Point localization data

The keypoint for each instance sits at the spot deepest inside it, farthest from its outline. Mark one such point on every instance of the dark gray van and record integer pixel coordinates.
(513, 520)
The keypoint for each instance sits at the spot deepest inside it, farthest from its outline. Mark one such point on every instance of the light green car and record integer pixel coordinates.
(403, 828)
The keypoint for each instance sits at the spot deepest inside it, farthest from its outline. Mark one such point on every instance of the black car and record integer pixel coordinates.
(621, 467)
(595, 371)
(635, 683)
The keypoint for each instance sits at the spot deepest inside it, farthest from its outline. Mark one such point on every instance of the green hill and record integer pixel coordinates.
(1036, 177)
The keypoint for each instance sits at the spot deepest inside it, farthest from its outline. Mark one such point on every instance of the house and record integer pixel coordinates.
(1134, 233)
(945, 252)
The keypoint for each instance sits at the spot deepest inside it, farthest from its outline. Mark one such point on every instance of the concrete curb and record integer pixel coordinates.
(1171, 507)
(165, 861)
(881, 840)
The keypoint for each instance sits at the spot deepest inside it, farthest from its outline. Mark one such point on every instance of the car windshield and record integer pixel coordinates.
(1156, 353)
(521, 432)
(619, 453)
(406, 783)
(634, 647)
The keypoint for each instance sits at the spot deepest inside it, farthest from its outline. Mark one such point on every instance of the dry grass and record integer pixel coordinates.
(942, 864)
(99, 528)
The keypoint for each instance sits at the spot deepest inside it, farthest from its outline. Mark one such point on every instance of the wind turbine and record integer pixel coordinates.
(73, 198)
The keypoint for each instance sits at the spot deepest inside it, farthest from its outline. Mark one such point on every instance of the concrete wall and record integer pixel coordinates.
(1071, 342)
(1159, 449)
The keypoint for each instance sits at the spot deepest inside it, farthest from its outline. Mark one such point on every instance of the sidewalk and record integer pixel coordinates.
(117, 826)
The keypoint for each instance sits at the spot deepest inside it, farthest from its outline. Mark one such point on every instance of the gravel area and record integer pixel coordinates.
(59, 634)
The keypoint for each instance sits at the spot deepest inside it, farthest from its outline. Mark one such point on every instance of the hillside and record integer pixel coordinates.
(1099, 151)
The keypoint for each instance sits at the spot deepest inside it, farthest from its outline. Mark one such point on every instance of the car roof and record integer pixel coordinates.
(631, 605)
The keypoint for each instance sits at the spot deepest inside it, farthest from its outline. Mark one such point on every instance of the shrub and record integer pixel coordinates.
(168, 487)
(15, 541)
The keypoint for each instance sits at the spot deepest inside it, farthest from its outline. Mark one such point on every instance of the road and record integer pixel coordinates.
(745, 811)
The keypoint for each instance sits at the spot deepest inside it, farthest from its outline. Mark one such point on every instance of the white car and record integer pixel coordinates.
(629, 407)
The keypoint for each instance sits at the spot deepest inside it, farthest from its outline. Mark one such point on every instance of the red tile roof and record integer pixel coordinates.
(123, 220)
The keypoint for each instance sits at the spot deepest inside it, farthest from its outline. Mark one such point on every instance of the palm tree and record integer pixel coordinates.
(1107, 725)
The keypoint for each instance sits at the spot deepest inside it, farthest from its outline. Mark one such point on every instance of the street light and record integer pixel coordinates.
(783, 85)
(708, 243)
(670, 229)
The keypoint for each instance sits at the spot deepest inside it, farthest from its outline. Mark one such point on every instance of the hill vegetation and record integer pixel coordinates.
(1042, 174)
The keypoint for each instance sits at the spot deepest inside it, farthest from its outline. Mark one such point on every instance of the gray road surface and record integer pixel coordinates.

WORK TASK — Faithfully transcribe the whole of the data.

RESULT BELOW —
The keypoint for each instance sits at the spot deepest inside it, farthest from its outline. Mark one such point on every instance of the dark gray van and record integer pixel coordinates.
(513, 520)
The keypoint for each instance sits at the spot deepest inside it, farthest from its outline. Mark one such point on every instance of the light green car and record integer pixel coordinates.
(403, 828)
The keypoint for each instance sits at the spot deepest inside it, farthest from its outline. Mark one such point on every instance of the black car and record integer pixel coordinates.
(621, 467)
(595, 371)
(635, 683)
The keypoint for each instance sits at the spot deepest inside it, farthest from its outline. Mark one such point on every instance of the green hill and record integer pixel coordinates.
(1036, 177)
The keypoint for each instance sits at the spot deepest inside it, farthest from its outline. Mark one such point on every instance of the house and record integer pixel coordinates.
(1134, 233)
(945, 252)
The keypoint for each instance sits at the spot deepest inside it, farthest from its outline. Mark one such point on every instance of the concrete curb and record integer pixel coordinates.
(1171, 507)
(165, 861)
(881, 840)
The keypoint for each instance sits at the spot deepest inside it, farthest from its outline. Mark one such point on every instance of the car windshield and record integer pixel coordinates.
(1156, 353)
(521, 432)
(619, 453)
(406, 783)
(634, 647)
The keypoint for each instance sits at the spot deepest inside it, farthest from its outline. Mark one such point on every instance of the dry grass and record integer pixel coordinates.
(942, 864)
(99, 528)
The keypoint for each instance sits at the spot deepest inside it, farthest from its outline. Mark one such point on every instance of the wind turbine and record integer pixel coordinates.
(73, 198)
The keypoint for each instance sits at the spot deepest inside it, farthest from its outline. Mark one such point on every instance of the concrete wall and record integer pixel coordinates.
(1071, 342)
(1159, 449)
The keypoint for each instance sits at the spot deepest inside it, farthest from its outline. Mark one such point on every instance of the sidewalk and record integer pixel coordinates.
(117, 826)
The keypoint for each instance sits at the spot deepest inside it, farthest from its outline. Mark one such point on every instance of the gravel area and record integer pixel coordinates.
(59, 634)
The keypoint for each instance sits at the spot deepest inside it, farthest from its outline. Mark one such point on every instance of the hillside and record integer pixel coordinates.
(1099, 151)
The keypoint for each instance sits at the spot deepest inside it, farthest from its outline. Mark one such point on every instance of the car roof and record integer pixel coordinates.
(631, 605)
The keypoint for each instance sits at the spot deepest inside it, farthest from its outline. Mark one such point on every instance of the shrub and record integer pixel coordinates.
(168, 487)
(15, 541)
The keypoint for each instance sits at the spot deepest inside it, farthest from its outline. Mark one such point on every instance of the road and record integer pixel coordinates.
(745, 811)
The keypoint for each instance sits at the spot deepest inside it, farthest from its outline. Mark one such point on every instance of the white car and record integer pixel coordinates.
(629, 407)
The keypoint for each instance sits at the spot deepest inside it, farthest from its outline. Mark one such point on every instance of the red tile roof and record integer pixel coordinates.
(123, 220)
The keypoint for each instance sits at the spot deepest inside it, farthest from its outline. Mark one such point on every instance of the palm tree and record integer pixel coordinates.
(1107, 725)
The keypoint for each instance sits at the spot deepest inside it, farthest from its outline. Mark one such point on every instance of the street light and record integer pixel coordinates.
(783, 85)
(708, 243)
(670, 229)
The keypoint for each instance sits at the spot deepest inside it, farthest from its outline. Mark one such point on every instance of the hill vegetation and record integer pixel coordinates.
(1042, 174)
The keypoint for each instance sits at the spot deepest inside it, farthest from its outline. Mark one such point on every instance of the gray road surface and record integer pixel coordinates.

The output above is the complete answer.